▶ **Direction**
The records should be written out in full, with nothing altered.

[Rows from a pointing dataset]
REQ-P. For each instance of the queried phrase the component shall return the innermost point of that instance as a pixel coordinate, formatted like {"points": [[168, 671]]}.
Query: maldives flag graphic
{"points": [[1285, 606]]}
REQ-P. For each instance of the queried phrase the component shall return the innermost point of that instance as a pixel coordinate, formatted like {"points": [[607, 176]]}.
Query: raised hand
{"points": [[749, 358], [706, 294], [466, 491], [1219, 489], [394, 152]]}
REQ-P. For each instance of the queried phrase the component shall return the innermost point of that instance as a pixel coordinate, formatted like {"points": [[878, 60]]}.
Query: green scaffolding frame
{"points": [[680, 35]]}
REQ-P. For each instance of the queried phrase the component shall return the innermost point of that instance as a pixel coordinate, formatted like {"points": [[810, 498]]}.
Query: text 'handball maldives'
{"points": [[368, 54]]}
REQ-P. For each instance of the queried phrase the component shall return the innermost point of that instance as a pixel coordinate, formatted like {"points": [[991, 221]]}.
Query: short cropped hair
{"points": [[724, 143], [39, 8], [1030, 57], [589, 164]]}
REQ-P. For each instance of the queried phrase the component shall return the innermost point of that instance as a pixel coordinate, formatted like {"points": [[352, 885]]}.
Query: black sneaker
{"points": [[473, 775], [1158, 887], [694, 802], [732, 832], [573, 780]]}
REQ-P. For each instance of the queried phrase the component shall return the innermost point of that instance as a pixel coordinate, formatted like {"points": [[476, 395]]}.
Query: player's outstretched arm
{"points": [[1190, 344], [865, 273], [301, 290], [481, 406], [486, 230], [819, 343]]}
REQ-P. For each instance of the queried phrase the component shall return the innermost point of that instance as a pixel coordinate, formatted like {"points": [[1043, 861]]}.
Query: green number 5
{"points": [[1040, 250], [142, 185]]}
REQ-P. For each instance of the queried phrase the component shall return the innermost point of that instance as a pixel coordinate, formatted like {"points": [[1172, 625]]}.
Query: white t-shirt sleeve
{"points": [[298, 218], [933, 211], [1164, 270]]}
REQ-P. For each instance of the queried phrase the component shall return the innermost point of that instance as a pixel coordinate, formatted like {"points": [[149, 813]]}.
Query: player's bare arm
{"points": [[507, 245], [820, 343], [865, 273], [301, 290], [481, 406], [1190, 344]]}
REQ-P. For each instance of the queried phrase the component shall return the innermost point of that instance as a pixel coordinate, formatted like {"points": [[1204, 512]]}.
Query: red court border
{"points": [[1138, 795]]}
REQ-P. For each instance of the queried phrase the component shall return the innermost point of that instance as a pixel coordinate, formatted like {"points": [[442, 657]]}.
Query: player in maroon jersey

▶ **Answer below**
REQ-P. For each instance of the queried phrase the component shall return the innermost point of that instance as a pixel coordinate, formatted like {"points": [[168, 671]]}.
Query: maldives flag graphic
{"points": [[1285, 606]]}
REQ-P. For each instance of the queried phrase the component shall return the innermost point of that instance as a pixel coordinate, formatted like {"points": [[607, 176]]}.
Query: raised hand
{"points": [[749, 358], [706, 294], [466, 491], [1219, 489], [394, 152]]}
REQ-P. For each instance of the queried phrase the component shall return the innermost point of that instance as a pixel coordinate, formatted like {"points": [[878, 60]]}.
Query: green scaffolding frame
{"points": [[680, 35]]}
REQ-P. For each instance of the queried phrase the component shall return the innermost point of that instance as a pixel coordinate, formatted like {"points": [[810, 498]]}.
Query: text 'handball maldives'
{"points": [[368, 54]]}
REQ-P. For each instance of the queried phrase the component shall return the innermost point of that instance as a pixel coordinate, formatted like {"points": [[991, 221]]}.
Query: short cropped hair
{"points": [[724, 143], [39, 8], [1030, 57], [589, 164]]}
REQ-P. For each instance of the queried phrase the component shall return the innermost point of that instance as a pixel coordinate, formatted like {"points": [[352, 885]]}.
Query: black sneaker
{"points": [[473, 775], [1158, 887], [694, 802], [732, 832], [573, 780]]}
REQ-P. For each instance of the queried phrase the component shall return the innermost point of that instance as a pixel coordinate, formatted like {"points": [[476, 395]]}.
Query: player's outstretched arm
{"points": [[1190, 344], [865, 273], [301, 290], [481, 406], [486, 230], [819, 343]]}
REQ-P. For each instance of the queried phrase the component shall return the innermost point of that instance as a pixel coordinate, formatted like {"points": [[1043, 861]]}.
Query: green number 5
{"points": [[1040, 250], [142, 185]]}
REQ-P. For each instance of the queried phrase the component shall return the innermost point of that instance as a pixel coordinate, formatted like {"points": [[1172, 625]]}.
Query: white t-shirt sleeve
{"points": [[298, 218], [933, 211], [1164, 270]]}
REQ-P. For each instance of the queried phrase the component shall return the innermost point of that instance as a pixel coordinate, formatted like {"points": [[149, 813]]}.
Query: player's bare arm
{"points": [[507, 245], [820, 343], [865, 273], [301, 290], [481, 406], [1190, 344]]}
REQ-P. For each instance of the queried phrase the component shall return the innermost point of that instance as a pixel coordinate, formatted like {"points": [[1204, 512]]}.
Query: red court border
{"points": [[1138, 795]]}
REQ-P. For each instance of the queried phrase the component shall return the innermost point of that instance as a pixel coordinate, formatted like {"points": [[442, 657]]}.
Query: player in maroon jersey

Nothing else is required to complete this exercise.